• GIVEN DATA:
################
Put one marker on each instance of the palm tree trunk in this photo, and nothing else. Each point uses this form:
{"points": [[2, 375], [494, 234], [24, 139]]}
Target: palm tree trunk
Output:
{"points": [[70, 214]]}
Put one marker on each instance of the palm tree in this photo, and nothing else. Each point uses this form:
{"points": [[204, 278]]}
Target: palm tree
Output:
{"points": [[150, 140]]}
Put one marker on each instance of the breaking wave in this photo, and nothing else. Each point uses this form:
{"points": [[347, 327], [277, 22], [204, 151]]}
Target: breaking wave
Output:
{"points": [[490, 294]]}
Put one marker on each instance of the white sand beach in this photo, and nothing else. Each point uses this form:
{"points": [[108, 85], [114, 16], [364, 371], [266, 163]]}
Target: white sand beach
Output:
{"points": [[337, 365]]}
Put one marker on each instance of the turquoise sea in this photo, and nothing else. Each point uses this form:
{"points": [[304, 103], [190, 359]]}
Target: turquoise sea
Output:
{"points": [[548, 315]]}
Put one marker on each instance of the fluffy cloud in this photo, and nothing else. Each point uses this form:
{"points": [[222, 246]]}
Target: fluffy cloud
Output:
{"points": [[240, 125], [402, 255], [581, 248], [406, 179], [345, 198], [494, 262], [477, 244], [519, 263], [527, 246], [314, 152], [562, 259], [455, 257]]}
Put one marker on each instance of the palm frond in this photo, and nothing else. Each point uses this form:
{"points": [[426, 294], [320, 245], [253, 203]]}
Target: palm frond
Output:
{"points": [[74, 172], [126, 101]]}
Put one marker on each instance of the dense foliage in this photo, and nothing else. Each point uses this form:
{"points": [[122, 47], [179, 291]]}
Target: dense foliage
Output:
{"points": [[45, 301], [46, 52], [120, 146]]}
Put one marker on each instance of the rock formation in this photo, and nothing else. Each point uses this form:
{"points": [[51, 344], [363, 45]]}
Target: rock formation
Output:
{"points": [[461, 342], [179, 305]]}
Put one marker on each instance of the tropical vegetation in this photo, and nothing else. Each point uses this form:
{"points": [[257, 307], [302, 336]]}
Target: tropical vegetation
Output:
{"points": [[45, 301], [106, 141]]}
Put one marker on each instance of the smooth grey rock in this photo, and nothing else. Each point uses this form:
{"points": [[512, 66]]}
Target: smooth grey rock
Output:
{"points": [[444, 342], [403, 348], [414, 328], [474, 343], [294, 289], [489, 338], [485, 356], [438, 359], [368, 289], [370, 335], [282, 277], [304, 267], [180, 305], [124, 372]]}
################
• REQUIREMENTS: Put each line of the records above into a JSON list of strings, one string per line, and leave out any blank lines.

• RESULT:
[
  "Put one marker on each instance of the palm tree trunk in this photo, and nothing else. Each point uses this form:",
  "{\"points\": [[2, 375], [494, 234], [24, 139]]}",
  "Target: palm tree trunk",
  "Output:",
  "{\"points\": [[70, 214]]}",
  "Put one marker on each instance of the palm tree in this photo, and nothing else. Each point uses this form:",
  "{\"points\": [[204, 278]]}",
  "Target: palm tree",
  "Output:",
  "{\"points\": [[150, 140]]}",
  "Put one marker on each instance of the breaking wave in this photo, and nothing else. Each point uses this form:",
  "{\"points\": [[347, 327], [277, 22], [204, 151]]}",
  "Target: breaking wave",
  "Output:",
  "{\"points\": [[490, 294]]}",
  "Put one marker on each instance of the white sand beach in this photo, and nothing else. Each point uses this form:",
  "{\"points\": [[108, 85], [114, 16], [364, 371], [266, 163]]}",
  "Target: white sand beach",
  "Output:",
  "{\"points\": [[337, 365]]}",
  "Put one marker on each instance of the turquoise sea in this photo, and nothing else. Each point uses this form:",
  "{\"points\": [[304, 103], [190, 359]]}",
  "Target: turquoise sea",
  "Output:",
  "{\"points\": [[548, 315]]}",
  "Put one marker on each instance of the fluffy cloud in this photo, and nothing else. Each point uses this form:",
  "{\"points\": [[222, 246]]}",
  "Target: fluffy cloud",
  "Output:",
  "{\"points\": [[240, 125], [402, 255], [581, 248], [406, 179], [345, 198], [494, 262], [477, 244], [519, 263], [527, 246], [314, 152], [562, 259], [455, 257]]}",
  "Put one marker on each instance of the palm frond in this photo, and nothing else. Each point uses this form:",
  "{\"points\": [[426, 294], [320, 245], [253, 203]]}",
  "Target: palm frond",
  "Output:",
  "{\"points\": [[74, 172], [126, 101]]}",
  "Put one marker on each instance of the dense foliage in this photo, and nothing else. Each point uses this form:",
  "{\"points\": [[122, 47], [179, 291]]}",
  "Target: dense foliage",
  "Output:",
  "{\"points\": [[45, 301], [46, 52], [120, 146]]}",
  "Put one marker on each instance of the rock formation in this photo, and nothing else. Each point uses this form:",
  "{\"points\": [[51, 344], [363, 45]]}",
  "Target: rock formation",
  "Output:",
  "{\"points\": [[461, 342], [179, 305]]}",
  "Put one marker on each instance of the tropical vegetation in this photo, and nothing else. Each point uses this form:",
  "{\"points\": [[257, 307], [302, 336]]}",
  "Target: tropical vegetation",
  "Output:",
  "{\"points\": [[45, 301], [106, 141]]}",
  "Put one marker on each instance of the smooth grey rock in this photo, and nothing else. Each point uses this form:",
  "{\"points\": [[512, 66]]}",
  "Target: smooth grey rock",
  "Output:",
  "{\"points\": [[444, 342], [403, 348], [414, 328], [474, 343], [294, 289], [489, 338], [485, 356], [438, 359], [368, 289], [370, 335], [282, 277], [304, 267], [180, 305], [124, 372]]}"
]